WRITTEN TASKS:
A – Using the passage about Judith Nemes Black, answer these questions:
(i) In what city and year was she born?
(ii) To which city did she eventually move?
(iii) What is the theme of this year's Holocaust Remembrance Day commemoration?
B – In the passage about Judith Nemes Black, transcribe everything from "She remembers being" down to "Second World War.".

TEXT PROVIDED:
━━━━━━━━━━━━━━━━━━━━

Judith Nemes Black’s earliest memories are steeped in trauma.

She remembers being forced from her home to move to a ghetto; waking up in the night and calling for her mother, who was gone; carrying the secret of living under a false identity; hiding in a dark cellar as bombs fell.

Born in Budapest in 1941, Nemes Black was a small child when Jews in her country were persecuted first by Hungarian fascists and later by the Nazis during the Second World War.

She survived the Holocaust and eventually moved to Montreal. But her traumatic childhood shaped her life in profound ways she only came to understand much later.

Nemes Black will share her story at the Montreal Holocaust Museum’s Yom Hashoah ceremony Monday evening. The theme of this year’s Holocaust Remembrance Day commemoration, unfolding amid rising antisemitism and intensifying global conflict, is The Courage to Be Hopeful.

“I grew up with both the horrors and the courage of survival, and also the losses,” said Nemes Black, 84, in an interview prior to the event.

━━━━━━━━━━━━━━━━━━━━

SOURCE MATERIAL:
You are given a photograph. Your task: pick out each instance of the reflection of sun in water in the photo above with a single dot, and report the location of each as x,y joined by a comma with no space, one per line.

━━━━━━━━━━━━━━━━━━━━

THE REPLIES:
A –
(i) Budapest, in 1941.
(ii) Montreal.
(iii) The Courage to Be Hopeful.

B –
She remembers being forced from her home to move to a ghetto; waking up in the night and calling for her mother, who was gone; carrying the secret of living under a false identity; hiding in a dark cellar as bombs fell.

Born in Budapest in 1941, Nemes Black was a small child when Jews in her country were persecuted first by Hungarian fascists and later by the Nazis during the Second World War.